▸ **Extract provided**:
HANNIBAL, Mo. — A federal judge in Missouri on Nov. 16 denied competing motions for summary judgment filed by the seller of a site that was contaminated with trichloroethylene (TCE) and the buyer of the property, finding that their breach of contract claims were not ripe for adjudication because the seller’s insurance company has yet to decide if it will cover the costs incurred in remediating the property (Cooper Industries LLC v. Spectrum Brands Inc., No. 16 CV 39 CDP, E.D. Mo., 2018 U.S. Dist. LEXIS 195715).
NEW ORLEANS — A Fifth Circuit U.S. Court of Appeals panel on Dec. 5 affirmed a federal judge in Louisiana’s refusal to review the denial of a claimant’s request for damages under the Deepwater Horizon Economic Property Damages Settlement program, finding that a map submitted by the claimant to show that it is an area subject to compensation was for informational purposes only (Claimant ID 100299837 v. BP Exploration & Production Inc., et al., No. 18-30684, 2018 U.S. App. LEXIS 34287).
NEW ORLEANS — A federal judge in Louisiana on Nov. 30 dismissed a man’s lawsuit claiming that BP Exploration & Production Inc., BP America Production Co. and CB&I Group Inc. were unjustly enriched by their use of his invention to prevent the flow of oil from the Macondo well in the Gulf of Mexico into marshes, explaining that the plaintiff did not sufficiently describe the device he invented (Barry J. Badeaux v. BP Exploration & Production Inc., et al., No. 18-6606, E.D. La., 2018 U.S. Dist. LEXIS 203223).
ATLANTA — An 11th Circuit U.S. Court of Appeals panel on Nov. 30 affirmed the dismissal of a Federal Tort Claims Act (FTCA) suit brought against two government contractors and the United States, holding that the claims against the contractors were barred by the doctrine of res judicata and that the FTCA’s discretionary function exception applied to a property owner’s claim against United States (Gadsden Industrial Park LLC v. United States, et al., No. 17-15325, 11th Cir., 2018 U.S. App. LEXIS 33656).
WASHINGTON, D.C. — The U.S. Supreme Court on Dec. 3 invited the U.S. solicitor general to file a brief in a groundwater contamination lawsuit in which a pipeline company argues that a lower court wrongly ruled that the Clean Water Act (CWA) applies not only to the discharge of pollutants into navigable water but also to the discharge of pollutants into soil and groundwater. The court has not yet granted certiorari (Kinder Morgan Energy, et al. v. Upstate Forever, et al., No. 18-268, U.S. Sup.).

▸ **Activities**:
1. According to the environmental litigation briefs, why did the federal judge in Missouri deny the competing motions for summary judgment in the TCE contamination case? Answer in one to three sentences.
2. In the environmental litigation briefs, on what date did the U.S. Supreme Court invite the U.S. solicitor general to file a brief in the groundwater contamination lawsuit?
3. Continue the environmental litigation briefs from the point where they stop.

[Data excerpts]
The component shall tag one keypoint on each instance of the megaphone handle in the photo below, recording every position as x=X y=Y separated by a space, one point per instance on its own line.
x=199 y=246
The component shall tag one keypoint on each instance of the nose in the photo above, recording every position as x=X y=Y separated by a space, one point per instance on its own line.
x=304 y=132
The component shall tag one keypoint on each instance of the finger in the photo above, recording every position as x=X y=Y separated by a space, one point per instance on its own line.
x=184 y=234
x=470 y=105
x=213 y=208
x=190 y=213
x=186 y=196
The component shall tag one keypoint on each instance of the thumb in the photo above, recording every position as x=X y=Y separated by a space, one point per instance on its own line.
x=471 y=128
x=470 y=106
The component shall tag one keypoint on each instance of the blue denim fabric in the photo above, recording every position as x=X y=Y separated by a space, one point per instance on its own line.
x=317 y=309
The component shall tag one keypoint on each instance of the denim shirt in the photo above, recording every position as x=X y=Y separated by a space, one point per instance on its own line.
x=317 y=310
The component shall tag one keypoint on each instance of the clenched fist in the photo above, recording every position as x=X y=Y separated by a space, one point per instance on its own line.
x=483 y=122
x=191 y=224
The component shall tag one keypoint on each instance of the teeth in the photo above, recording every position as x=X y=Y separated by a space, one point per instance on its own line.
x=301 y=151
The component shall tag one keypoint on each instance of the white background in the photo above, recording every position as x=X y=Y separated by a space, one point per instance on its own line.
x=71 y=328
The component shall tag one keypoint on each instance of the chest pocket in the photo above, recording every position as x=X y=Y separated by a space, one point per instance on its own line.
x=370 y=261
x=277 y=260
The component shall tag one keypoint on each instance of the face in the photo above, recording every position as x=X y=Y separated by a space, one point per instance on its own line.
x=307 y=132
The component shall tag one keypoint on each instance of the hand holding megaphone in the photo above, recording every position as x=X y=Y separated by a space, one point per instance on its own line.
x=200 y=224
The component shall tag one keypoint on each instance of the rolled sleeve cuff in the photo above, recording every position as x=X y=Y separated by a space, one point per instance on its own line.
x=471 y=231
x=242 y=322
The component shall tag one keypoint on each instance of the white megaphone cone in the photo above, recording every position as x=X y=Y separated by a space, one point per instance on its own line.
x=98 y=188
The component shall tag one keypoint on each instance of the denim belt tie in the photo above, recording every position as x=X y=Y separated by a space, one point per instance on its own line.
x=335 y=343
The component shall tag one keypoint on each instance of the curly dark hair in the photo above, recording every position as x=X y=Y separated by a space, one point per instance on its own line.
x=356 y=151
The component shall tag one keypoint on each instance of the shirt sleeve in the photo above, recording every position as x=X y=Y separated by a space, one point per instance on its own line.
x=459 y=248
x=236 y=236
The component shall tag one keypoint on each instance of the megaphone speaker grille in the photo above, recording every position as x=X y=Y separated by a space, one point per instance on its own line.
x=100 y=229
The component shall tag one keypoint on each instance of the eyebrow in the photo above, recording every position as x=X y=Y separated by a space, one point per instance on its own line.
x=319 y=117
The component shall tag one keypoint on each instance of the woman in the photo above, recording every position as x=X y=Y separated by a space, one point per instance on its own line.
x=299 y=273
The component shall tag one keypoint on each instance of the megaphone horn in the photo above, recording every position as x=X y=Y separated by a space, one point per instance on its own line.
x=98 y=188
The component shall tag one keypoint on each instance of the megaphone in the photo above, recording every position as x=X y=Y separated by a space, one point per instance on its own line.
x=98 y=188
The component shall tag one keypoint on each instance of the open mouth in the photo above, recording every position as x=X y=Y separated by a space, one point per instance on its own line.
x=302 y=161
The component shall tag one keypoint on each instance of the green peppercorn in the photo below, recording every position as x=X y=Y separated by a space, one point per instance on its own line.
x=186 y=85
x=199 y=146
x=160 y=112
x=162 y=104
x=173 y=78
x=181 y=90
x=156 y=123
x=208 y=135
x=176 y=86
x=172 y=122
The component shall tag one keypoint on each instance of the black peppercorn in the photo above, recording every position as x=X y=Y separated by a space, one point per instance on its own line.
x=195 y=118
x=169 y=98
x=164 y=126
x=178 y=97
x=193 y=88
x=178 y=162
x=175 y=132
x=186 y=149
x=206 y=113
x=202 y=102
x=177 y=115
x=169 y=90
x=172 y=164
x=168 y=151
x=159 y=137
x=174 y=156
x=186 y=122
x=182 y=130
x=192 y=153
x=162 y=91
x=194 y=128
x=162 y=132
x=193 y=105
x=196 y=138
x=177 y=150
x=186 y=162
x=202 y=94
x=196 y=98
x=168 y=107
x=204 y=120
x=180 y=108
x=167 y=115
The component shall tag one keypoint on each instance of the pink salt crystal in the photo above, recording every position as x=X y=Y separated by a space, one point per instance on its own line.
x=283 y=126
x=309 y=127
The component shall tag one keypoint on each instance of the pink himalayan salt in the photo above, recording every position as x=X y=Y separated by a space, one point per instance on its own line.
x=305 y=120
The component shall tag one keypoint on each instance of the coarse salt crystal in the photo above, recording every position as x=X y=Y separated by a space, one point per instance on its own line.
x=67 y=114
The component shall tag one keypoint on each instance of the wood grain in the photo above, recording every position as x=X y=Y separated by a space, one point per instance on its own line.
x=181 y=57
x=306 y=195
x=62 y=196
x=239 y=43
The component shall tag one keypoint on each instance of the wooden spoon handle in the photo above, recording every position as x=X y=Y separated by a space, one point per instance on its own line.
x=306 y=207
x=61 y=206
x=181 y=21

▸ **Outputs for the tasks**:
1. The judge found that the seller's and buyer's breach of contract claims were not ripe for adjudication. The seller's insurance company had not yet decided whether it would cover the costs of remediating the property.

2. The Supreme Court issued the invitation on Dec. 3.

3.
NEWARK, N.J. — A federal judge in New Jersey on Nov. 28 awarded summary judgment to the United States, as well as the U.S. Department of Defense and U.S. Department of Commerce, finding that the defendants cannot be held liable for response costs for the cleanup of a site because they were not arrangers or operators of the facility under the Comprehensive Environmental Response, Compensation, and Liability Act (CERCLA) (PPG Industries Inc. v. United States, et al., No. 12-3526, D. N.J., 2018 U.S. Dist. LEXIS 199930).
PHOENIX — Having snow made with treated sewage water cover sacred Indian ground is not the kind of “special injury” required for a Native American tribe to maintain a public nuisance suit against a ski resort and city, the Arizona Supreme Court held Nov. 29 (Hopi Tribe v. Arizona Snowbowl Resort Limited Partnership, et al., No. CV-18-0057, Ariz. Sup.).
NORFOLK, Va. — An electric utility company on Nov. 13 filed a brief in Virginia federal court arguing that it is entitled to an award of costs following a decision by a federal appellate court that denied an environmental group’s petition for rehearing en banc in a groundwater contamination case that was based on an allegation that the company had violated the conditions of its discharge permit (Sierra Club v. Virginia Electric & Power Company f/k/a Dominion Virginia Power, No. 15-112, E.D. Va.).